Extrait du texte:
_ _ _ _ _ _ _
3. Il est constant que la communauté de vie entre M. D... et son épouse a cessé en 2017 en raison de la procédure pénale diligentée à l'encontre de l'intéressé pour des faits d'agression sexuelle à l'encontre de la nièce mineure de son épouse, résidant au domicile conjugal. Toutefois, M. D... fournit des justificatifs établissant la communauté de vie avec son épouse avant l'engagement des poursuites pénales, notamment l'attestation de vie commune à Melun établie en 2009. En outre, il justifie de la reprise de la communauté de vie postérieurement, le couple étant domicilié à la même adresse à Melun, ainsi qu'il ressort notamment des courriers émanant de la Direction générale des finances publiques en 2018 à leurs deux noms, des avis d'imposition au titre des années 2019 et 2021 à leurs deux noms, de l'attestation de son épouse du 1er juin 2021 indiquant être toujours mariée au requérant et des quittances de loyers de 2021, établies à leurs deux noms. Au surplus, ainsi que le souligne le requérant, aucune des pièces versées au dossier n'est de nature à établir l'existence d'une procédure de divorce avec son épouse, notamment au regard des mentions portées sur la copie intégrale de leur acte de mariage datée du 16 février 2022 et versée au débat. Il ne ressort pas davantage des pièces du dossier que M. D... aurait vécu en concubinage avec une compatriote, le nom de B... C... mentionné dans l'arrêté attaqué correspondant au nom d'usage de son épouse. Dans ces conditions, au regard des pièces versées au débat, le requérant avait, à la date de l'arrêté attaqué le 19 mai 2021, une communauté de vie avec son épouse. Par conséquent, M. D... est fondé à soutenir que le motif tiré de la rupture de la communauté de vie avec son épouse est entaché d'une erreur de fait.
_ _ _ _ _ _ _
Documents sources:
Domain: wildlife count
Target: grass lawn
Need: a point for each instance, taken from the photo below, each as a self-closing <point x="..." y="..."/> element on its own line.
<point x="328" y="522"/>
_ _ _ _ _ _ _
Tâche à accomplir:
D'après l'extrait, à quoi correspond le nom de B... C... mentionné dans l'arrêté attaqué ? Les lignes présentées ne jouent aucun rôle dans ce travail.

La réponse:
Il correspond au nom d'usage de l'épouse de M. D...